EXERCISE DETAILS
Rewrite everything from the line containing "# test: pointer returns one pin per instance of the bare" down to the end of the records, requests included, keeping every line as it is except the point coordinates. Adjust each x and y value in those points by -57.

....

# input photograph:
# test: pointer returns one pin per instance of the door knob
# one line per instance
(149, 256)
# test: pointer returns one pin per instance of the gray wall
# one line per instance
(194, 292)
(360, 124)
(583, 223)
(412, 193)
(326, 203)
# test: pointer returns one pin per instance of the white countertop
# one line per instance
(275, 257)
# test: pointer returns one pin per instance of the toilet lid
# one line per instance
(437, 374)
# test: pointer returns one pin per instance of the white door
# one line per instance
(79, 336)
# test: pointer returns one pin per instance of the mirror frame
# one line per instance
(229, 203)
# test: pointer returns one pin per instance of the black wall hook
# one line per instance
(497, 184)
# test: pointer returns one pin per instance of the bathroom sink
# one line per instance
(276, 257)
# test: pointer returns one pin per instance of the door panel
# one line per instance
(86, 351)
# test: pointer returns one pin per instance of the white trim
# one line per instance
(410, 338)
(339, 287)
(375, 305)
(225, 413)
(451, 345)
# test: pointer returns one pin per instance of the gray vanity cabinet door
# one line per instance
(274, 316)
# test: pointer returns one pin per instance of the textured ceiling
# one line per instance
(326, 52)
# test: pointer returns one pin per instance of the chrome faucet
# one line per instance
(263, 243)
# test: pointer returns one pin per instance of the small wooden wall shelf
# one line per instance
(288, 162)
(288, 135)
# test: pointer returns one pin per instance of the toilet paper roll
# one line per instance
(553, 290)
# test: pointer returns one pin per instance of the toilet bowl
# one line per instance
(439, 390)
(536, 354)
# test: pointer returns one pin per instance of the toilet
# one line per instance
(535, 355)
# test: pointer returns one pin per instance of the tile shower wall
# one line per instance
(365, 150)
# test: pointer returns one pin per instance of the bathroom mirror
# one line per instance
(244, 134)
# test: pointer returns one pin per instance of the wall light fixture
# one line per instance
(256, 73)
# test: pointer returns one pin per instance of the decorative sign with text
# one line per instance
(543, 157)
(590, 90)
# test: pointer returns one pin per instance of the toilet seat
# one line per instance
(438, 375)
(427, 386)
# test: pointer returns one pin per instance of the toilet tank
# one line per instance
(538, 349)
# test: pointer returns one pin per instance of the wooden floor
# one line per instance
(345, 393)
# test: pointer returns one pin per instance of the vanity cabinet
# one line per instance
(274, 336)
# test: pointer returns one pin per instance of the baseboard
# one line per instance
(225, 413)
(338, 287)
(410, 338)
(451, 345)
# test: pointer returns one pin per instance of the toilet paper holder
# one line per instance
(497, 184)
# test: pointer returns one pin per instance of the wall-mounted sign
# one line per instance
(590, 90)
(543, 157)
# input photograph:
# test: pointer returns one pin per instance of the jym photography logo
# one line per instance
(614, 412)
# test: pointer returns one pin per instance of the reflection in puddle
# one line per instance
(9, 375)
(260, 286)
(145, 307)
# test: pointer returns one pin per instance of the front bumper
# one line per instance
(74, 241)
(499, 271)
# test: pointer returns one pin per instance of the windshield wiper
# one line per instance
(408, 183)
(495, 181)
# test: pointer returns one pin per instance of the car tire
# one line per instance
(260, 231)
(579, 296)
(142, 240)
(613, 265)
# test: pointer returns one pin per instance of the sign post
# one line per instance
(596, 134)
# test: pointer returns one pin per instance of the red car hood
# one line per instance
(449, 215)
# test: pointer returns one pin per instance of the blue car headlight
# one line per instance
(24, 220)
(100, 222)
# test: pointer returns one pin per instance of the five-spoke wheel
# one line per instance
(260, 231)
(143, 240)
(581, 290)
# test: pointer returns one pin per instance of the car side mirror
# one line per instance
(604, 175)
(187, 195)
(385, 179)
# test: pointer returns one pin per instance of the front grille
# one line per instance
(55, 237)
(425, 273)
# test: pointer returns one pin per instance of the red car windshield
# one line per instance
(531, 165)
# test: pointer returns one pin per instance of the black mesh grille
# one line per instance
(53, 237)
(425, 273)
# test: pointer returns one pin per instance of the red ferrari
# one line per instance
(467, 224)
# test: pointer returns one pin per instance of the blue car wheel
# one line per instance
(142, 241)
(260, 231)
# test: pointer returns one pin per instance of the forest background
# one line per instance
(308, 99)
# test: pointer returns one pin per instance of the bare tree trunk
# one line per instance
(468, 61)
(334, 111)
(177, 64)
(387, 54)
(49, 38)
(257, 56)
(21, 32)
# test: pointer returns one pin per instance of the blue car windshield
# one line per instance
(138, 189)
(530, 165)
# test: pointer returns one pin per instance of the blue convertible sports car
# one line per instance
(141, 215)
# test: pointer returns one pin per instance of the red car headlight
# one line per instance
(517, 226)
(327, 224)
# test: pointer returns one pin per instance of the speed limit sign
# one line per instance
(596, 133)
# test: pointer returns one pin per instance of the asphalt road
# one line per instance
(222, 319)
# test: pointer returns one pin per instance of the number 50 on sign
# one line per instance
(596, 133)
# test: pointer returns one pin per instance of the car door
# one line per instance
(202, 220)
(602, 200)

....

RESULT
# test: pointer returns one pin per instance of the bare tree trunk
# one line per instance
(411, 4)
(277, 54)
(120, 7)
(330, -3)
(-8, -19)
(200, -1)
(-36, -25)
# test: pointer returns one pin per instance of the blue car windshield
# one line per instance
(81, 132)
(473, 108)
# test: pointer returns one pin per instance of the blue convertible sports car
# one line per instance
(84, 158)
# test: pointer returns one pin per instance of the red car headlight
# one line per instance
(460, 169)
(270, 167)
# test: pointer returns one pin per instance of the speed limit sign
# one line per instance
(539, 76)
# test: pointer returns one pin per instance of the asphalt road
# one line per instance
(165, 262)
# test: pointer returns one pin per instance of the number 50 on sign
# one line per instance
(539, 76)
# test: pointer returns one pin per instance of the car door
# one line per instance
(145, 163)
(545, 143)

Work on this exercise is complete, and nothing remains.